*The records*.
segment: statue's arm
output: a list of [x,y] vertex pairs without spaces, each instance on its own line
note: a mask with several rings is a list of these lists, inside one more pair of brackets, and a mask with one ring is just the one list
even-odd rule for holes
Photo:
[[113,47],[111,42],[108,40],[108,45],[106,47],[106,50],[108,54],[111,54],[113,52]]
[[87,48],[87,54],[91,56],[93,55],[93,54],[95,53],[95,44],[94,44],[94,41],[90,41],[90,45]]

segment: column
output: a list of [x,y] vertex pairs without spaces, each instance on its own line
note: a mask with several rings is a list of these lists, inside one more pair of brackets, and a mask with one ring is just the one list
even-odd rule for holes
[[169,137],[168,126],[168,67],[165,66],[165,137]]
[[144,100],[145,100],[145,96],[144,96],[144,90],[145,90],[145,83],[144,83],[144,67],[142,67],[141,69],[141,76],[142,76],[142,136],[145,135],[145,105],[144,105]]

---

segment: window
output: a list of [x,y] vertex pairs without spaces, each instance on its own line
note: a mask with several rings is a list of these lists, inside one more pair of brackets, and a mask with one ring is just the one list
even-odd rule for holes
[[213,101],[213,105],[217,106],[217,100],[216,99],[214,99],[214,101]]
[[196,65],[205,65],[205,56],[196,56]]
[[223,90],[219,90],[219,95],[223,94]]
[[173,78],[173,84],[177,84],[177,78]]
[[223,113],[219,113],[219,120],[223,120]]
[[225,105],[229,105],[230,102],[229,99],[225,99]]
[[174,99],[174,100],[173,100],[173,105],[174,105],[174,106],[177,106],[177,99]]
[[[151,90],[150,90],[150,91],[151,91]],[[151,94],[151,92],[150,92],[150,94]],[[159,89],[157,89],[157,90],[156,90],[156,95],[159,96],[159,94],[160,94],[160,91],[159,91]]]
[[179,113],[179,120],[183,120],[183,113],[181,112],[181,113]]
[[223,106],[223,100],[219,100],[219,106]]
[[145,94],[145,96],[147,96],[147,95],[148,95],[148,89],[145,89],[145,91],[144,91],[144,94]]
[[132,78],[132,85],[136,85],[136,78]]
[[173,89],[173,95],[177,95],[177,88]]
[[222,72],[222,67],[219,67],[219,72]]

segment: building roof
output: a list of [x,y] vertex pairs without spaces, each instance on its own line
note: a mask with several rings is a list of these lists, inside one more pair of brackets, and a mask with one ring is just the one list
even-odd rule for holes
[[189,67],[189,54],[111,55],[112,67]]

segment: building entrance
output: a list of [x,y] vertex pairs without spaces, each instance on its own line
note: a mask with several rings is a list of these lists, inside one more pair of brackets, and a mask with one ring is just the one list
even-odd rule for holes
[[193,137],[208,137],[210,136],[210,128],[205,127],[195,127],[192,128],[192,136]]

...

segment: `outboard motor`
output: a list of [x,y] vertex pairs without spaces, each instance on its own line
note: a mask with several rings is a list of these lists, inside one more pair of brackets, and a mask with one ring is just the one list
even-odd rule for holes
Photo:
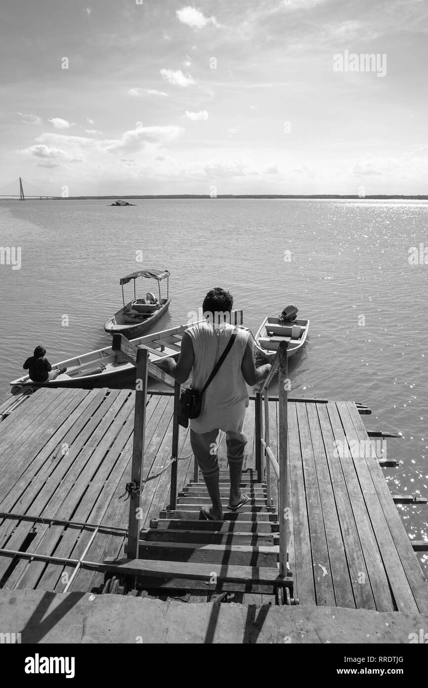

*Challenge*.
Please edit the records from the line with "segment: window" to the line with "[[179,113],[179,120],[183,120],[183,113],[181,112],[181,113]]" by replacing "holes" with "interior gaps", leaving everything else unchanged, and give only those lines.

*Solution for this task*.
segment: window
output: a list of [x,y] vertex pairs without spaces, each instance on its own line
note: a mask with several rings is a list of these lists, inside one more pair of brackets, and a mask with one ring is just the one list
even-odd rule for interior gaps
[[213,101],[213,105],[217,106],[217,100],[216,99],[214,99],[214,101]]
[[196,65],[205,65],[205,56],[196,56]]
[[223,90],[219,90],[219,95],[223,94]]
[[173,78],[173,84],[177,84],[177,78]]
[[223,113],[219,113],[219,120],[223,120]]
[[225,105],[229,105],[230,102],[229,99],[225,99]]
[[174,99],[174,100],[173,100],[173,105],[174,105],[174,106],[177,106],[177,99]]
[[[151,90],[150,90],[150,91],[151,91]],[[151,94],[151,92],[150,92],[150,94]],[[159,89],[157,89],[157,90],[156,90],[156,95],[159,96],[159,94],[160,94],[160,91],[159,91]]]
[[179,113],[179,120],[183,120],[183,113],[181,112],[181,113]]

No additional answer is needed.